QUOTED PASSAGE>
= Beginning of Section =
Now once we have a naturally-forming membrane to isolate the "inside" from the "outside", we next need to fill the "inside" with something that does things that can then interact with things on the "outside". Previously, in The Origin of Software the Origin of Life we examined Stuart Kauffman’s ideas about how naturally-forming Boolean nets of autocatalytic chemical reactions might have kick-started the whole thing off as an emergent behavior of an early chaotic pre-biotic environment on Earth, solely with the aid of the extant organic molecules of the day. Now, if networks of autocatalytic chemical reactions found themselves surrounded and protected by the membranes of Dave Deamer's Membrane-First work on the origin of carbon-based life on the Earth, they might be ripe for attack by RNA parasites as outlined in Freeman Dyson's two-step hypothesis for the origin of carbon-based life on the Earth that he proposed in Origins of Life (1999). In Self-Replicating Information, I described Freeman Dyson’s two-step theory for the origin of carbon-based life on the Earth. In Dyson’s two-step theory, metabolic protocells first arise and are later parasitized, first by RNA, and then by DNA parasitizing the RNA even further. In this view, Membrane-First protocells first provide a refuge for networks of autocatalytic chemical reactions to exist in a protective membrane with an "inside" that protects them from a dangerous "outside". The protocell membrane also allows for the selective entry of valuable extant organic molecules to become the feedstock for the networks of autocatalytic chemical reactions. As a professional IT developer, you also do the same thing. First, you define an empty programming Function(){......} or an Object Method(){......} with calling parameters, and then you fill the Function() or Object Method() with lines of code that do things. The calling parameters in the Function() or Method() define a set of selected entry values for the Function(){......} or Object Method(){......} and the lines of code within process the selected entry values.
= End of Section =
PROVIDED DATA>
= Beginning of Section =
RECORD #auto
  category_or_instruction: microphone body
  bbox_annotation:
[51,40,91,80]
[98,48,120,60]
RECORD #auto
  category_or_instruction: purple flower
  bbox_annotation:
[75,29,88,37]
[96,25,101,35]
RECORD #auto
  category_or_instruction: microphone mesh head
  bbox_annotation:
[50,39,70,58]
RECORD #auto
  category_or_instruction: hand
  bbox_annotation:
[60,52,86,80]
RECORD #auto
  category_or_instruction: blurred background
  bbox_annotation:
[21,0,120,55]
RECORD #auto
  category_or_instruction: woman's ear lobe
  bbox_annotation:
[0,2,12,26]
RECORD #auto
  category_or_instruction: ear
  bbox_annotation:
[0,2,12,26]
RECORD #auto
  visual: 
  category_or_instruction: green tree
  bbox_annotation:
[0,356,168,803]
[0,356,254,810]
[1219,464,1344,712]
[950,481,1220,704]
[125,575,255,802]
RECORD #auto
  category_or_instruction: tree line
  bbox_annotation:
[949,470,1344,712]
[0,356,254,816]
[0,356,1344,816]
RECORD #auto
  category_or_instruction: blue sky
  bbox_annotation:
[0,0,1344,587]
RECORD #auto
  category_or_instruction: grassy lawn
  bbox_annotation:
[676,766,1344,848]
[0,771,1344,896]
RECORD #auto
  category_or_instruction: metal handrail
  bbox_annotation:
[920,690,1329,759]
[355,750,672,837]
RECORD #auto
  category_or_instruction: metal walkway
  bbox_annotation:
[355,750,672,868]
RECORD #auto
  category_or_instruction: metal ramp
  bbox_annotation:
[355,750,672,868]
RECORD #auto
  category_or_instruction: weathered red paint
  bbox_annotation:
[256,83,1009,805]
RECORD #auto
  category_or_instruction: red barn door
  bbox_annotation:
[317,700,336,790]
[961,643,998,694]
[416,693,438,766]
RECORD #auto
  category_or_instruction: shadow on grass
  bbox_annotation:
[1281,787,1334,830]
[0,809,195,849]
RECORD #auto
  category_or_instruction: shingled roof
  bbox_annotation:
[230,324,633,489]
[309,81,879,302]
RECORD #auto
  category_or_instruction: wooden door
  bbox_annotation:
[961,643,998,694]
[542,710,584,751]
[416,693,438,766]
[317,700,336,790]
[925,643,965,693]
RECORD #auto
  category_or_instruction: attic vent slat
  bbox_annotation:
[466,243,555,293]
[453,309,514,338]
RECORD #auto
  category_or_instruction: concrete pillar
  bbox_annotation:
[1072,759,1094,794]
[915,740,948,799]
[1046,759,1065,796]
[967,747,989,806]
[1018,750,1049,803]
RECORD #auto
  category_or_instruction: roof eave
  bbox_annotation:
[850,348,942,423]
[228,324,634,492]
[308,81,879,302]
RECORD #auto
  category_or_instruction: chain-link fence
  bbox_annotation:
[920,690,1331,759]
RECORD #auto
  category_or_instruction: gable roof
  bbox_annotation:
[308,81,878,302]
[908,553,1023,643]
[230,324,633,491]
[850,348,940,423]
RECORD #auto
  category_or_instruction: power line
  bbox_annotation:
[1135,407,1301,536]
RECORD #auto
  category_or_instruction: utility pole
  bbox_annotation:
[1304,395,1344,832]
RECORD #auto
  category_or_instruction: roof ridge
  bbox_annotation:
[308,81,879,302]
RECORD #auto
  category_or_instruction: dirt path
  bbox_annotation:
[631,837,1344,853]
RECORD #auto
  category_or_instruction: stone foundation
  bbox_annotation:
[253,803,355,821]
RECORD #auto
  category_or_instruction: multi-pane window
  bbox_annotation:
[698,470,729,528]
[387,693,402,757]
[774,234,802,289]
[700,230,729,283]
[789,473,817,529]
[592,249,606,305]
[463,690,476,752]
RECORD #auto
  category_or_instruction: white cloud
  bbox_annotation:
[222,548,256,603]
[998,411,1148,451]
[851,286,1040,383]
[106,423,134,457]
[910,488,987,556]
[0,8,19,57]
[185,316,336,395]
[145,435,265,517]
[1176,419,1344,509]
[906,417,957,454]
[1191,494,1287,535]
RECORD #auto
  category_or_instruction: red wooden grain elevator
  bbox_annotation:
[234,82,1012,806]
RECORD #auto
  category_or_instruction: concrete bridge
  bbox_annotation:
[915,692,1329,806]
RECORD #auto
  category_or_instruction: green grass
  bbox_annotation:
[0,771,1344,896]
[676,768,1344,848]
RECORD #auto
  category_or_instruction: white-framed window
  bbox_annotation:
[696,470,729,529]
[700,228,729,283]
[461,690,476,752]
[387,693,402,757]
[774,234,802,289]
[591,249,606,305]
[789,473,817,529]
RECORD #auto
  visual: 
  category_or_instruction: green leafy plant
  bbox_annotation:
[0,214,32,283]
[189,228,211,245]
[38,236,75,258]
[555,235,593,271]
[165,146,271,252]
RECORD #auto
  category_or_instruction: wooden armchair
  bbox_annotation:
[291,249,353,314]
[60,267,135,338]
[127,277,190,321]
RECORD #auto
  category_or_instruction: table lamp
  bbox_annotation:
= End of Section =
TASK REQUIREMENTS> In one to three sentences, explain why the origin-of-life passage says Membrane-First protocells suit networks of autocatalytic chemical reactions. The records are from a different source than the text.

EXERCISE SOLUTION> The protocell membrane gives the networks a protected "inside" that shields them from a dangerous "outside." It also lets valuable extant organic molecules enter selectively, where they become the networks' feedstock.